Monday, April 30, 2012

Mom and I get a breakthrough... finally


Today my mother and I had a breakthrough.  No, my family and I had a breakthrough.  I have had breakthroughs before and they have never panned out, but for some reason I believe this one is real.  You see, I have been writing Mom a letter… a response to a letter she wrote me a couple months ago.  I have been struggling to write this letter for about three weeks now, and it has been on my mind relentlessly.  I have had difficulty thinking about other stuff because of the letter.  So, after about ten letters, each of which I just give up, because I don’t know how to or what to say, I finally just stopped out of frustration.  I wanted to call Mom to clear some things verbally and in a way prep her for what I would say.  Our conversation resolved the two minor issues I had with her original letter.

[A set of data]
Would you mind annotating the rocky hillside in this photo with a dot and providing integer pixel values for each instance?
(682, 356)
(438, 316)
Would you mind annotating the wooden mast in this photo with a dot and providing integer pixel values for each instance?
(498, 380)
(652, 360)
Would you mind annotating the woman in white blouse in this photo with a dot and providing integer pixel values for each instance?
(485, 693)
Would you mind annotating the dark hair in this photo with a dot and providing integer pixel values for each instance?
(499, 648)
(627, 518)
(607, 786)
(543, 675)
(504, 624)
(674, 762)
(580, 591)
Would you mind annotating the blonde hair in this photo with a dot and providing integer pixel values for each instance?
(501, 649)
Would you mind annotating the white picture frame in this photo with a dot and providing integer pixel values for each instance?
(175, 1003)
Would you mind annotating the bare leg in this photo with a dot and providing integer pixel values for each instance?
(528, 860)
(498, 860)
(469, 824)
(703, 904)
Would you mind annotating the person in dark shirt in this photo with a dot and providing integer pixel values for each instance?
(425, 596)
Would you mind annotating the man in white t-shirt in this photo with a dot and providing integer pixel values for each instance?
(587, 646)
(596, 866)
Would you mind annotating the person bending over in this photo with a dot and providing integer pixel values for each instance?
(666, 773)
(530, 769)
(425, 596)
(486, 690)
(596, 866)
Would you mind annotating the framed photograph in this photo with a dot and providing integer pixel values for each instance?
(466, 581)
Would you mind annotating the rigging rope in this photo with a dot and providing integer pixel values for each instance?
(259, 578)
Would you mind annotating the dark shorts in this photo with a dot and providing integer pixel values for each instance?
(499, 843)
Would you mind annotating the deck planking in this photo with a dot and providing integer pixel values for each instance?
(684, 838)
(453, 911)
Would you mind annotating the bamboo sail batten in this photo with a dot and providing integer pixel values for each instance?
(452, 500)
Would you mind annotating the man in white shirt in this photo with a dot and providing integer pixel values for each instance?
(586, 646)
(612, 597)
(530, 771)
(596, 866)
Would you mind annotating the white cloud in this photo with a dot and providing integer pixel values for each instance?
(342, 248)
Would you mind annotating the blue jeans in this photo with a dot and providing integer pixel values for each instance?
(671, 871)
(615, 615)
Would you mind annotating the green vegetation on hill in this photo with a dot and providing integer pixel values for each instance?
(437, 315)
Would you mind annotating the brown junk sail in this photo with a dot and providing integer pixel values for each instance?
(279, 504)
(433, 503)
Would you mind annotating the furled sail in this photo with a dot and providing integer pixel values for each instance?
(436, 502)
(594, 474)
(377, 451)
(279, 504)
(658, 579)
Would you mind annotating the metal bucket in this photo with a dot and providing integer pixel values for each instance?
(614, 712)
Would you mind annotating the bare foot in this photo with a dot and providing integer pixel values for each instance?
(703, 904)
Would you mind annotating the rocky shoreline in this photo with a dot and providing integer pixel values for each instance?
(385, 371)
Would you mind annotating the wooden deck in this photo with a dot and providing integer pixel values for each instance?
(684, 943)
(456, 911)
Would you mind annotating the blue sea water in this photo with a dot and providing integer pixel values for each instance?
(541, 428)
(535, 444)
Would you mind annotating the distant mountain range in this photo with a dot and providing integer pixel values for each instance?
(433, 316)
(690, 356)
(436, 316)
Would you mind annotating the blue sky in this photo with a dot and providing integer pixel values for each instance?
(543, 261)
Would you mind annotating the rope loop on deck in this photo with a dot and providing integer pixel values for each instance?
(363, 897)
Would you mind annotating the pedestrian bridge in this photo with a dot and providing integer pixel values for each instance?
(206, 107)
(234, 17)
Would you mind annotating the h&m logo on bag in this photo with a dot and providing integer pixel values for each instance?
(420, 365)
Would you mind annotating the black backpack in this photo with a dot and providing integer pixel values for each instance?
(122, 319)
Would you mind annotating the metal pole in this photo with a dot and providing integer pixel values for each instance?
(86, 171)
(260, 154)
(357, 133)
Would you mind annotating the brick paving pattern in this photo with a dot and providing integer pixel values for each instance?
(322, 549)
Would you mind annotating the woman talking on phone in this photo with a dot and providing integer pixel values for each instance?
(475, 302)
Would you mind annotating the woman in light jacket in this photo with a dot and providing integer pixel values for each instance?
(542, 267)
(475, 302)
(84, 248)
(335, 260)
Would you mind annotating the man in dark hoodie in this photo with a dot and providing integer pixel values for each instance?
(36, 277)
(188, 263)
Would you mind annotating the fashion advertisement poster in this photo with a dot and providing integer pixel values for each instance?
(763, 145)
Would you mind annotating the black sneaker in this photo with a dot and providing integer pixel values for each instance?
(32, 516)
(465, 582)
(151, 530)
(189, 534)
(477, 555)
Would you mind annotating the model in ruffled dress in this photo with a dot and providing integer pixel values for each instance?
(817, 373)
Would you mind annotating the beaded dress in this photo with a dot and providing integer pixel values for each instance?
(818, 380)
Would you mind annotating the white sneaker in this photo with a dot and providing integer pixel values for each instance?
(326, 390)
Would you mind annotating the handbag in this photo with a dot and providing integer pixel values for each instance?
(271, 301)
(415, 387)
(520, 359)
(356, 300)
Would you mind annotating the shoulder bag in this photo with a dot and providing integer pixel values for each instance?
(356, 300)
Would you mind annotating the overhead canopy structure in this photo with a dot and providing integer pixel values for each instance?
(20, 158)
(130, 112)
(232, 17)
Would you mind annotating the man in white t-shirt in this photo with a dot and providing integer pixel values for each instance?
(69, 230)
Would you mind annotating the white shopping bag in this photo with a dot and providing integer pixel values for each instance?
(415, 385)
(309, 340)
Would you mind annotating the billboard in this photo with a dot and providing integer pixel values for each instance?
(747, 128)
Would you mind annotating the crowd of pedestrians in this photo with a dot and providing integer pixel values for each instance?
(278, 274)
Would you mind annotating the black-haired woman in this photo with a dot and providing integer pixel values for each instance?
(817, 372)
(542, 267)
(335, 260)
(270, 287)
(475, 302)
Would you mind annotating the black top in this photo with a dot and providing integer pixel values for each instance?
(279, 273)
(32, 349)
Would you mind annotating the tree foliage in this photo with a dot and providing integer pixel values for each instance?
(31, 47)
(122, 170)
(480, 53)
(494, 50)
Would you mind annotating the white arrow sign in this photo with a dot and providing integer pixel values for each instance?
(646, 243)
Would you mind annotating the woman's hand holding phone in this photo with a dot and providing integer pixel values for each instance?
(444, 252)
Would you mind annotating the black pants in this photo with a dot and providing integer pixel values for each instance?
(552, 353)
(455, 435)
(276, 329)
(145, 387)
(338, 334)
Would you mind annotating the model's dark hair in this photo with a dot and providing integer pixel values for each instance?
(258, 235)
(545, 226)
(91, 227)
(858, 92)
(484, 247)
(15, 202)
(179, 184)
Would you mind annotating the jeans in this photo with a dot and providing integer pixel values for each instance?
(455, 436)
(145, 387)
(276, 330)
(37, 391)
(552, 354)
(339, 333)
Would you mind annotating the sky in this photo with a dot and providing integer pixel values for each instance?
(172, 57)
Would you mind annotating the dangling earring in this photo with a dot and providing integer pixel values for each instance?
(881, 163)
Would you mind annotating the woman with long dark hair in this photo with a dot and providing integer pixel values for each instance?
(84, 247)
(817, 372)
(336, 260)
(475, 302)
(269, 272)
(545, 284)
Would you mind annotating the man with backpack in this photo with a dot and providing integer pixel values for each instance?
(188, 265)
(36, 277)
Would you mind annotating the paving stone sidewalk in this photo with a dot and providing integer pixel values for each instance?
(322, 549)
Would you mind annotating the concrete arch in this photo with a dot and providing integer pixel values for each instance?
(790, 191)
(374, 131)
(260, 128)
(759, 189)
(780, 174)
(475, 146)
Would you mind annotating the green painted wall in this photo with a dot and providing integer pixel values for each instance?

- **Written instruction**: Translate this sentence from the blog post about the breakthrough with Mom into Spanish: "Our conversation resolved the two minor issues I had with her original letter."

- **Finished exercise**: Nuestra conversación resolvió los dos problemas menores que yo tenía con su carta original.